[[ Task inputs, beginning ]]

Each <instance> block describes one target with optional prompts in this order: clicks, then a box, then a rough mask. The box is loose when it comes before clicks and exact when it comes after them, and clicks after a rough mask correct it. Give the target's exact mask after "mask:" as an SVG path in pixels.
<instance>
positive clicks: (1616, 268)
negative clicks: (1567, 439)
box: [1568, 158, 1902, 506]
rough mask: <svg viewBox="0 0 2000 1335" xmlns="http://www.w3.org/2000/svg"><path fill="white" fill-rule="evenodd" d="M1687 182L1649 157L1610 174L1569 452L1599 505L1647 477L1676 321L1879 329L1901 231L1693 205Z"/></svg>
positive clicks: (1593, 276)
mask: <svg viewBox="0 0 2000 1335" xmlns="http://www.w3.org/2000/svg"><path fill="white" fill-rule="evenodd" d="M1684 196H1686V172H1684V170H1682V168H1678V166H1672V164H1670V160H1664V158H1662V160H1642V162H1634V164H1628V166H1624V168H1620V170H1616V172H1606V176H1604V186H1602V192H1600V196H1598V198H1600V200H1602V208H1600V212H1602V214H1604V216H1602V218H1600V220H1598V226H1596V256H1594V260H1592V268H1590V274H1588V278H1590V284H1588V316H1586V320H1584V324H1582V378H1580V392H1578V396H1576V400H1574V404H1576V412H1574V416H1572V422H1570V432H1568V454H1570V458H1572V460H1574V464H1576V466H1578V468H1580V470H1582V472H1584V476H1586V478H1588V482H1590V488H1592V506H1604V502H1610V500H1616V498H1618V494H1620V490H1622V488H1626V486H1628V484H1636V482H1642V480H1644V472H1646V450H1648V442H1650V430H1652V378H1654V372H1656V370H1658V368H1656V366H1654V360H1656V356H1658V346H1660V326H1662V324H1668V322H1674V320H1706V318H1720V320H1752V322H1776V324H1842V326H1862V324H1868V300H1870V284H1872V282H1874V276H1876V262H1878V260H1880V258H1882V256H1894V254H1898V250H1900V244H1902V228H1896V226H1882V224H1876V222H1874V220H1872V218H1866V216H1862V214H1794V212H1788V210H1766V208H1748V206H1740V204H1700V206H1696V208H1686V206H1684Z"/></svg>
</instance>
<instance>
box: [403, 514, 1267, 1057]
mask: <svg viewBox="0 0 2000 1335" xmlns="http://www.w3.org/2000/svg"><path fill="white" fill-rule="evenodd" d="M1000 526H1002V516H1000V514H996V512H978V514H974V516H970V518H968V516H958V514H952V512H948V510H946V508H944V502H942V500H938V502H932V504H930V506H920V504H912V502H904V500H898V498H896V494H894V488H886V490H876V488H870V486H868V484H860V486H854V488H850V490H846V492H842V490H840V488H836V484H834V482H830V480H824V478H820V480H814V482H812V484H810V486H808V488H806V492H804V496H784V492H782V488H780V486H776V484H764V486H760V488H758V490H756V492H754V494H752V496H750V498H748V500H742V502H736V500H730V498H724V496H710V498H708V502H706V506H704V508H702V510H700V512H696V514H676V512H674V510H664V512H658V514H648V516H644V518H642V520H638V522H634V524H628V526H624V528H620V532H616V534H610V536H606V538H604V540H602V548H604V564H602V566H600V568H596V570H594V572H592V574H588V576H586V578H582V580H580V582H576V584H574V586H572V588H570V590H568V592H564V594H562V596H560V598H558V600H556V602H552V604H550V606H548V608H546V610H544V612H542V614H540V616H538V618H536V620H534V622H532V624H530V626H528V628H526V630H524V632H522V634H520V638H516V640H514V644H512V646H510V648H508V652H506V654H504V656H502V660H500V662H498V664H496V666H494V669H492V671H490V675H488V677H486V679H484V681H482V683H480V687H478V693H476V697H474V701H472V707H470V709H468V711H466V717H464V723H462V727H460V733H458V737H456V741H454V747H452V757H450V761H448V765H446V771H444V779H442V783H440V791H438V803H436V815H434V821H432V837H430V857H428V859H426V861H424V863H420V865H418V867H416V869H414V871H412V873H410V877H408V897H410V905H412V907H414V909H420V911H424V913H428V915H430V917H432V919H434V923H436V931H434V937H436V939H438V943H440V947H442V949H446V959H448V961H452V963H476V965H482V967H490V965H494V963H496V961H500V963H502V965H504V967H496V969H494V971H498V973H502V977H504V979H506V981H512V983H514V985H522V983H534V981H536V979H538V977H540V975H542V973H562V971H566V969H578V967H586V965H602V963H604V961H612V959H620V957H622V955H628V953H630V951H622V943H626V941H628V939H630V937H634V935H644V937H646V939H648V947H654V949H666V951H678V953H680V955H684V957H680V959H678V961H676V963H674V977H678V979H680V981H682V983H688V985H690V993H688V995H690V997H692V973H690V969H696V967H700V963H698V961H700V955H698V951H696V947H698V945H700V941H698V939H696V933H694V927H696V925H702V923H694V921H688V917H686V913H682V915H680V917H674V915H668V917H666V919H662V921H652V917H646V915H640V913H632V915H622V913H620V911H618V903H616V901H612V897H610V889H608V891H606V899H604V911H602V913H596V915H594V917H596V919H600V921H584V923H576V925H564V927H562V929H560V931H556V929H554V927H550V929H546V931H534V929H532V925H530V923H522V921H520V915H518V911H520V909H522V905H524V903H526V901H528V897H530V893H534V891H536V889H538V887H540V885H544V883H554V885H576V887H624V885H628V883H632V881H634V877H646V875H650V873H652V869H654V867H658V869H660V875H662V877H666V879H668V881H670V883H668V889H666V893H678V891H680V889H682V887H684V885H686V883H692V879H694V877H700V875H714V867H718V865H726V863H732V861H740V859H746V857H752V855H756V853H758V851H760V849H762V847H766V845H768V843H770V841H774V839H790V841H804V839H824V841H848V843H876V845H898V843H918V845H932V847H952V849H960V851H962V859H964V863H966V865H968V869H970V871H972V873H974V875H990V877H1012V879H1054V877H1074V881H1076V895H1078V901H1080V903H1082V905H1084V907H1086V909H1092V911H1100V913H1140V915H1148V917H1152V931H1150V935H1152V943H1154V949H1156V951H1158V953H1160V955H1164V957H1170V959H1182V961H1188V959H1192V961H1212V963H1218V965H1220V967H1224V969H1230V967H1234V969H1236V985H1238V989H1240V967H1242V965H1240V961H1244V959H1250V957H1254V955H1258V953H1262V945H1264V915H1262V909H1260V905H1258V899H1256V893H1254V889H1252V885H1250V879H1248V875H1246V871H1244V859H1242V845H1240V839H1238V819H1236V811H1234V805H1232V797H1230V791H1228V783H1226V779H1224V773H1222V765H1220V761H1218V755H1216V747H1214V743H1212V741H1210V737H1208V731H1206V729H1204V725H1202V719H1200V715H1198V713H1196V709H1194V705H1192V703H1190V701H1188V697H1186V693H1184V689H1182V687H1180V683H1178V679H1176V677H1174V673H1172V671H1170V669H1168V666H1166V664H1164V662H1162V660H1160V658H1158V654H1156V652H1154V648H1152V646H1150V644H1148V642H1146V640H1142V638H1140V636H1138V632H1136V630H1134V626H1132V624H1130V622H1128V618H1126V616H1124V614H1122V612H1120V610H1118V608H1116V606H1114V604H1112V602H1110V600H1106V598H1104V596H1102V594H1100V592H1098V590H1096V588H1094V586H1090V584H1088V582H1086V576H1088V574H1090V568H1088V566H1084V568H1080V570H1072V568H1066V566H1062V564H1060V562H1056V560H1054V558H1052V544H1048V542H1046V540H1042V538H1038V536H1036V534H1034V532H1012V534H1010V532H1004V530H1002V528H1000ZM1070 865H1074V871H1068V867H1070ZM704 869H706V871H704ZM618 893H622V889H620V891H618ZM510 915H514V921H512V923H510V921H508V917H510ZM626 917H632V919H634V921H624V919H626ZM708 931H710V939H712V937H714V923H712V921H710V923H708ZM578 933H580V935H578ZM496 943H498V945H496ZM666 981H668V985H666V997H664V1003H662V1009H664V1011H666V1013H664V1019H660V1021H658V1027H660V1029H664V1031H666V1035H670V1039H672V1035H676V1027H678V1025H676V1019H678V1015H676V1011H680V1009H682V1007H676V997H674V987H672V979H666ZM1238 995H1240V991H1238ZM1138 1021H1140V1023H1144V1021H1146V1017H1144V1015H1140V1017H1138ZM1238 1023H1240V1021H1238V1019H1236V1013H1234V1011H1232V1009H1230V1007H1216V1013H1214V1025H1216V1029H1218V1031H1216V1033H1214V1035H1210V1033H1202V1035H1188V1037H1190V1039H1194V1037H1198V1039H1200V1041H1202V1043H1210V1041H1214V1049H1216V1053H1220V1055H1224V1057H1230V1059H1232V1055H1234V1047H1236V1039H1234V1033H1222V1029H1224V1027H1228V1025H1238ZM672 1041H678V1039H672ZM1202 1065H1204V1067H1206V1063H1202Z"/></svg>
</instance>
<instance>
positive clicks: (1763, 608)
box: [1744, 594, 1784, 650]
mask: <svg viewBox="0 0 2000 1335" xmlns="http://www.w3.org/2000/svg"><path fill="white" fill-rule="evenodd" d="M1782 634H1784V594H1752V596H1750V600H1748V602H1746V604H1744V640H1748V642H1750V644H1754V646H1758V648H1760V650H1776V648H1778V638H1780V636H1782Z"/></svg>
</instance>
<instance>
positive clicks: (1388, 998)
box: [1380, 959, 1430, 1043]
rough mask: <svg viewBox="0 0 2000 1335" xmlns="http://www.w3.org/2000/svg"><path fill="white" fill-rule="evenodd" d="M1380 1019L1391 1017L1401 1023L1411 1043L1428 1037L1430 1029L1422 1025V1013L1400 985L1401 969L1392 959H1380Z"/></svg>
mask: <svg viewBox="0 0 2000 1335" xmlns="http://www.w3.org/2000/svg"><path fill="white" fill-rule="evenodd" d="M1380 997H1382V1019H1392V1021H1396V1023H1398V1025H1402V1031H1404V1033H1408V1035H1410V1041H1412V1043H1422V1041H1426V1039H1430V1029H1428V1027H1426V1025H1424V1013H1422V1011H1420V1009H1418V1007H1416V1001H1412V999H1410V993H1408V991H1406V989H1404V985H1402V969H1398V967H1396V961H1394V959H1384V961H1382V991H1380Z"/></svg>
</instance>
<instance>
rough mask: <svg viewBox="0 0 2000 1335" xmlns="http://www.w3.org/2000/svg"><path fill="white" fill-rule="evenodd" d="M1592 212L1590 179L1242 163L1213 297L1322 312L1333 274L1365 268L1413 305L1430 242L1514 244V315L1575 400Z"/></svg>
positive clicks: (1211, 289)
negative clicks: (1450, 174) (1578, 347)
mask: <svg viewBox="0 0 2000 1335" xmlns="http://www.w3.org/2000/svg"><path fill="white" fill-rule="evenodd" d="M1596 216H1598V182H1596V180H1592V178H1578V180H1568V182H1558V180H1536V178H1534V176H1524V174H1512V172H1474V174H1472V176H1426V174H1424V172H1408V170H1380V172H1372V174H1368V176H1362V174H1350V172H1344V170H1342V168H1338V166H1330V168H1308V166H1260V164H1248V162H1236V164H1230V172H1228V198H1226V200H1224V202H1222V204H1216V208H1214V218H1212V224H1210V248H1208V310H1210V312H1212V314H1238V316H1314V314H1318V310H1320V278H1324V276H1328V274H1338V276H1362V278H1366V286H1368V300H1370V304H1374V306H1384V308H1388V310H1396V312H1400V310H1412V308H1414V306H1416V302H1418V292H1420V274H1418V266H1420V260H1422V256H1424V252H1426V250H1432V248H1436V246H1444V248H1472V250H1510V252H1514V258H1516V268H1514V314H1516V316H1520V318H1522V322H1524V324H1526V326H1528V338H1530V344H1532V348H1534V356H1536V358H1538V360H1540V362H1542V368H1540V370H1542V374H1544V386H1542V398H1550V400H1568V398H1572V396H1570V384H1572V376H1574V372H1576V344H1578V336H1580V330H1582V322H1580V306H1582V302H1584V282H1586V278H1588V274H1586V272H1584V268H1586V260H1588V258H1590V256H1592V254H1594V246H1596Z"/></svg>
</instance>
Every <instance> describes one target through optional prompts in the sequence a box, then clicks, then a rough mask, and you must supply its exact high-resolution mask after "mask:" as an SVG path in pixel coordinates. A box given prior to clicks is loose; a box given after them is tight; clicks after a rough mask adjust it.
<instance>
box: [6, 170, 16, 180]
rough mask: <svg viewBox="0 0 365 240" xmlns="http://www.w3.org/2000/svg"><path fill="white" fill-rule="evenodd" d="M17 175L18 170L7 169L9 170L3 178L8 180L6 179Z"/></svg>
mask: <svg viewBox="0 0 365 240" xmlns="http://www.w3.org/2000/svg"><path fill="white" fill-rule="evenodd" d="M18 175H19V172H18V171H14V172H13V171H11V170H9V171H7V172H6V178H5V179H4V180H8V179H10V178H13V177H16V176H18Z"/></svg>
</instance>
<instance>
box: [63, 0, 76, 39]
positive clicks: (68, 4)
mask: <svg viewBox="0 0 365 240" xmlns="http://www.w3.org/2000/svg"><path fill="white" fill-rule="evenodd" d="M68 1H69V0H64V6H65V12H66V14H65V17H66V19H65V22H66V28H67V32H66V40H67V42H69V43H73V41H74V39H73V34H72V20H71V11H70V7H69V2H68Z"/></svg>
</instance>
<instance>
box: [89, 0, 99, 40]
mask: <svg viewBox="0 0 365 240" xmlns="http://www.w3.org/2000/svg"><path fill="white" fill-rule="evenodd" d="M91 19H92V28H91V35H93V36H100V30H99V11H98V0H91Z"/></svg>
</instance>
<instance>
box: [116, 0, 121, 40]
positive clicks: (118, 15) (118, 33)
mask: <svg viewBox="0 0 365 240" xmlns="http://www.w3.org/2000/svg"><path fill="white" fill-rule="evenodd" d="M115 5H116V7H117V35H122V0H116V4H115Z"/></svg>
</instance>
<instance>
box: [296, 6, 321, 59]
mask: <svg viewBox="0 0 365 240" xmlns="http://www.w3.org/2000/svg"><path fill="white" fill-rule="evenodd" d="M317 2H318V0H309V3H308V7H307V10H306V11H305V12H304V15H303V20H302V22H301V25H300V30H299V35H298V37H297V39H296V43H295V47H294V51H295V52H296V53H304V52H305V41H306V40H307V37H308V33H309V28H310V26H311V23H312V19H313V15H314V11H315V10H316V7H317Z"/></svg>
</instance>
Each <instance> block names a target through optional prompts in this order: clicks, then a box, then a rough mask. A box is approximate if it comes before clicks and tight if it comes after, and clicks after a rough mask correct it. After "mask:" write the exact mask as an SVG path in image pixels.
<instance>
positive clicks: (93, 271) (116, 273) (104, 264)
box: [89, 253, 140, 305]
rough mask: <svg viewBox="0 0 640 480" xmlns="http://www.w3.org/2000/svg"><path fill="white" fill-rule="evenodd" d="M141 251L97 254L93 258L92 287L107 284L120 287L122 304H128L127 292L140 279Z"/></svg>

[[ Task inputs, end ]]

Problem description
Print nothing but the lines from the line with "positive clicks: (68, 4)" to the last line of the records above. Both of those lines count.

Answer area
positive clicks: (68, 4)
mask: <svg viewBox="0 0 365 240" xmlns="http://www.w3.org/2000/svg"><path fill="white" fill-rule="evenodd" d="M68 1H69V0H64V6H65V12H66V14H65V17H66V19H65V22H66V28H67V32H66V40H67V42H69V43H73V41H74V39H73V34H72V20H71V11H70V7H69V2H68Z"/></svg>
</instance>
<instance>
box: [89, 0, 99, 40]
mask: <svg viewBox="0 0 365 240" xmlns="http://www.w3.org/2000/svg"><path fill="white" fill-rule="evenodd" d="M91 19H92V28H91V35H93V36H100V30H99V11H98V0H91Z"/></svg>
</instance>
<instance>
box: [116, 0, 121, 40]
positive clicks: (118, 15) (118, 33)
mask: <svg viewBox="0 0 365 240" xmlns="http://www.w3.org/2000/svg"><path fill="white" fill-rule="evenodd" d="M115 5H116V7H117V35H122V0H116V4H115Z"/></svg>
</instance>
<instance>
box: [296, 6, 321, 59]
mask: <svg viewBox="0 0 365 240" xmlns="http://www.w3.org/2000/svg"><path fill="white" fill-rule="evenodd" d="M317 2H318V0H309V3H308V7H307V10H306V11H305V12H304V15H303V20H302V22H301V25H300V30H299V35H298V37H297V39H296V43H295V47H294V51H295V52H296V53H304V52H305V41H306V40H307V37H308V33H309V28H310V26H311V23H312V19H313V15H314V11H315V10H316V7H317Z"/></svg>
</instance>
Each <instance> block names a target through optional prompts in this order: clicks, then a box, then a rough mask. A box is approximate if it comes before clicks and tight if it comes after, and clicks after a rough mask correct it. After "mask:" write the exact mask as an SVG path in image pixels.
<instance>
positive clicks: (93, 271) (116, 273) (104, 264)
box: [89, 253, 140, 305]
rough mask: <svg viewBox="0 0 640 480" xmlns="http://www.w3.org/2000/svg"><path fill="white" fill-rule="evenodd" d="M141 251L97 254L93 258L92 287L107 284L120 287L122 304H128L127 292L140 279Z"/></svg>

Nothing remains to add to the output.